Assigned task — The answer is to be an exact copy of the lines below running from the line with "the white fence" down to the line with "The component shall indicate one point per instance of the gray", both ends included, and nothing more.

Provided information —
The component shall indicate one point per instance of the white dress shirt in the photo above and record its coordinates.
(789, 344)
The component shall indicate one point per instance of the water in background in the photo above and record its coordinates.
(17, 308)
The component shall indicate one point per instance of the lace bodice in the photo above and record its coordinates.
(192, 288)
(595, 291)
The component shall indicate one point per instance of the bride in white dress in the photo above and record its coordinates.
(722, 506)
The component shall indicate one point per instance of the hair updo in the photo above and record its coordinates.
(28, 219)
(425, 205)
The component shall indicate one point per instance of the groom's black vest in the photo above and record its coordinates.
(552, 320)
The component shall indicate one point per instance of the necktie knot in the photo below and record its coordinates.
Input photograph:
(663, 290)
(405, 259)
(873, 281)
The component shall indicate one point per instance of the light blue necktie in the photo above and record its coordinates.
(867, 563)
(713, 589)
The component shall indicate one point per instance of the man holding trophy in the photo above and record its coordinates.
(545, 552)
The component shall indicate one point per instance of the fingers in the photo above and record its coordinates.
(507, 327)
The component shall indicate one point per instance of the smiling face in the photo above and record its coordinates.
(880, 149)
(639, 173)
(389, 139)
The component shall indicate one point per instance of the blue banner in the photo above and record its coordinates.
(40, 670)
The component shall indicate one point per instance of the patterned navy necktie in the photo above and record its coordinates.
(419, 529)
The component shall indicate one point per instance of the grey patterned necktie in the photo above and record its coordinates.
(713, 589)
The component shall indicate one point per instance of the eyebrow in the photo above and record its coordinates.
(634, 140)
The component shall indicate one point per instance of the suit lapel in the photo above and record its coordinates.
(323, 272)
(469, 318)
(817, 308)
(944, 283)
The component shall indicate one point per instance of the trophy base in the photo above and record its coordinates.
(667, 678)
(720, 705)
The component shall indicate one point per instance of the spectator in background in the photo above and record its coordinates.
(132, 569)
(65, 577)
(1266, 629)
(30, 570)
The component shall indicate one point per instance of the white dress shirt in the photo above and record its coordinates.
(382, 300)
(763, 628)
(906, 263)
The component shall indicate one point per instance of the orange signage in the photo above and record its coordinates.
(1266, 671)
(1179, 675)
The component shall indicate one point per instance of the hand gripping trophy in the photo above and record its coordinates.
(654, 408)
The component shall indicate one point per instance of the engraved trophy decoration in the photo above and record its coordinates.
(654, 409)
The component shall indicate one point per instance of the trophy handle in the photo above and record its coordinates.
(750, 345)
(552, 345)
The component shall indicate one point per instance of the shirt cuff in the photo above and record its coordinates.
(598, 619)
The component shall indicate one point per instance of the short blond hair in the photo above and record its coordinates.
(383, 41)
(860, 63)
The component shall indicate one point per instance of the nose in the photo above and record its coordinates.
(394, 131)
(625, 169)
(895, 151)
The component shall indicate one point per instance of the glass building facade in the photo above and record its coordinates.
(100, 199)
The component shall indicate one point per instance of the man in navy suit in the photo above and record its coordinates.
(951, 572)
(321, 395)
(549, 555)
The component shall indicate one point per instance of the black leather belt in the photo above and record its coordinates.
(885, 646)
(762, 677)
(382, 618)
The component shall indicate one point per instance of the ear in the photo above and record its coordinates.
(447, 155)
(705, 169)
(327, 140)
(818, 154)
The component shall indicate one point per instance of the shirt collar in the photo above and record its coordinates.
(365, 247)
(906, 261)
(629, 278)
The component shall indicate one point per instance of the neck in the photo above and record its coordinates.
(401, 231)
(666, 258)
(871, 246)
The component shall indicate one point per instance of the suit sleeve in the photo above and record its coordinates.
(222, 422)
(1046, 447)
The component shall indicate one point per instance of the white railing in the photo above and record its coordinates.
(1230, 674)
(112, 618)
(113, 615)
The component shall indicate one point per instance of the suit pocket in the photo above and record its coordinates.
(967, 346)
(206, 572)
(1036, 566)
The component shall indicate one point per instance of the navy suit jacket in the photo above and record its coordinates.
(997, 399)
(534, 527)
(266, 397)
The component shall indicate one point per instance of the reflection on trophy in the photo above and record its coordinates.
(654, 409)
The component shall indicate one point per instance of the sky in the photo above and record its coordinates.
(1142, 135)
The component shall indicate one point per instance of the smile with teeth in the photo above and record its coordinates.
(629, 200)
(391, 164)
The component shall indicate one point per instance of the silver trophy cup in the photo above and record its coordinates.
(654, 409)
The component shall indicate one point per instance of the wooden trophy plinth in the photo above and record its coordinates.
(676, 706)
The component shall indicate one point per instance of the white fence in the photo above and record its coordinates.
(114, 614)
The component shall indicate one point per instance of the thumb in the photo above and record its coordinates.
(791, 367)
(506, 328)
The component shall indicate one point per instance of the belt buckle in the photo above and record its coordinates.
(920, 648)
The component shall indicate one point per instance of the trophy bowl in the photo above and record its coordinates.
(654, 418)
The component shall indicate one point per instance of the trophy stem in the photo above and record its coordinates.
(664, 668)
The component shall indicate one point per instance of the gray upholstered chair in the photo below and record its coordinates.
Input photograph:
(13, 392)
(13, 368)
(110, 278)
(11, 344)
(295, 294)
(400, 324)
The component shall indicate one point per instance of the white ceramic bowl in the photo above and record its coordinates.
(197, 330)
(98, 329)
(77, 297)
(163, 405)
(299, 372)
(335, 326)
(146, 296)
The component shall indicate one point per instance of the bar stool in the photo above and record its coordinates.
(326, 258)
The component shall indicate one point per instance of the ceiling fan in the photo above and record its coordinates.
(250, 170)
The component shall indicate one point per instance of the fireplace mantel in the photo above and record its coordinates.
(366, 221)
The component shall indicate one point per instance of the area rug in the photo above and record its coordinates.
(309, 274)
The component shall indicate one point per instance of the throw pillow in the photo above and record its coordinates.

Answer to the problem —
The component shall indicate one point per instance of the white fence in the photo above and record its coordinates.
(114, 614)
The component shall indicate one point per instance of the thumb in the photo above and record its coordinates.
(791, 367)
(506, 328)
The component shall indicate one point per instance of the belt buckle in the photo above and record its coordinates.
(920, 648)
The component shall indicate one point per instance of the trophy bowl in the photo above and record its coordinates.
(654, 418)
The component shall indicate one point per instance of the trophy stem in the photo above and record its coordinates.
(664, 668)
The component shall indicate one point per instance of the gray upholstered chair in the photo below and record its coordinates.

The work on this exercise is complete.